-------- DATA SUPPLIED
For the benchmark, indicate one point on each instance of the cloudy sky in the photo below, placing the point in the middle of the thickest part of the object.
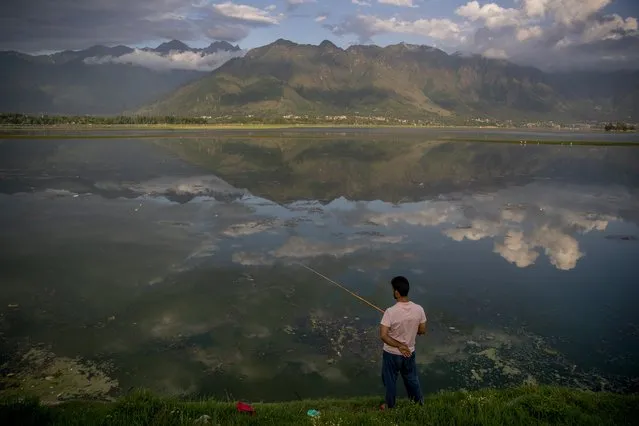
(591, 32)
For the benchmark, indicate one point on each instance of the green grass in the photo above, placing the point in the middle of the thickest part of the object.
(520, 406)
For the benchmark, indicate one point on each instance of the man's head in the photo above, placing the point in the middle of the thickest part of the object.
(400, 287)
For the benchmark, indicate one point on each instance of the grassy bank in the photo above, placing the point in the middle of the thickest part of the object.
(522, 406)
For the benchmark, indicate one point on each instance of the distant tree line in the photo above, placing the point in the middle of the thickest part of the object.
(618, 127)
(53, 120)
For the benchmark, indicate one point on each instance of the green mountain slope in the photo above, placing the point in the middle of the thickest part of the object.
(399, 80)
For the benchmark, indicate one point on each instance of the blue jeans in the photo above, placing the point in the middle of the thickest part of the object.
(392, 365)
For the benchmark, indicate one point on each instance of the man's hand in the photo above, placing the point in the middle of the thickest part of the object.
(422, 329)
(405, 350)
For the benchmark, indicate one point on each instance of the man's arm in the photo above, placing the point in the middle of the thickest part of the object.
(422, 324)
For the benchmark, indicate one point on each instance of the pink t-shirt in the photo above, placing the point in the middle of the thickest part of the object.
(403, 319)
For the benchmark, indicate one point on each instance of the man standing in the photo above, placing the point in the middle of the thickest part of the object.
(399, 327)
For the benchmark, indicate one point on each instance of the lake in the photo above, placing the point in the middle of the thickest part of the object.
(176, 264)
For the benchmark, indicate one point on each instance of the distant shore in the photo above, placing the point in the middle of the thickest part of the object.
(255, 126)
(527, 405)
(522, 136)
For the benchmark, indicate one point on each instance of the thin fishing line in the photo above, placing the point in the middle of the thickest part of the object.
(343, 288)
----------------
-------- DATA SUPPLIED
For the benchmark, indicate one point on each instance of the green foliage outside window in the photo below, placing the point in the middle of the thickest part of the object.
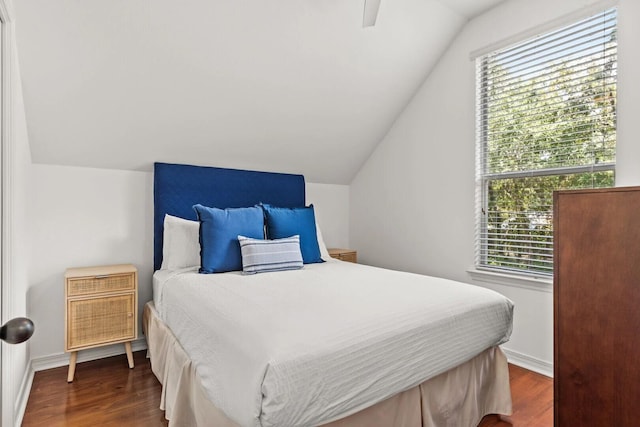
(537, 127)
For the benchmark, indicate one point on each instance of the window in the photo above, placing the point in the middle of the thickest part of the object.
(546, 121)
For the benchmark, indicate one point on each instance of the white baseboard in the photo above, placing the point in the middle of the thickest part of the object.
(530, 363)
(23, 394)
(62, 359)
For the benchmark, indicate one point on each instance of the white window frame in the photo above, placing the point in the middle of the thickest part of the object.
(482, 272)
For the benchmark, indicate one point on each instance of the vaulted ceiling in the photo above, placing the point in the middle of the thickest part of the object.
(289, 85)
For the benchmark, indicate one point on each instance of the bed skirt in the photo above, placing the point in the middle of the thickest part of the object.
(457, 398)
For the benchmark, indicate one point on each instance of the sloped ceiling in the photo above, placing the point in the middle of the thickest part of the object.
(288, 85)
----------------
◆ TASK TO CARRY OUT: Find every line in the records that contains the word "below", matching case, and copy each of those lines.

◆ FINAL RESULT:
For the benchmark, indicate one point on each instance of the cloudy sky in the photo below, placing the point in the middle of the thickest part of the object.
For the benchmark, indicate one point on each instance of the green foliage outside window in the photo below, placing the point in the middle of the thickest part of the object.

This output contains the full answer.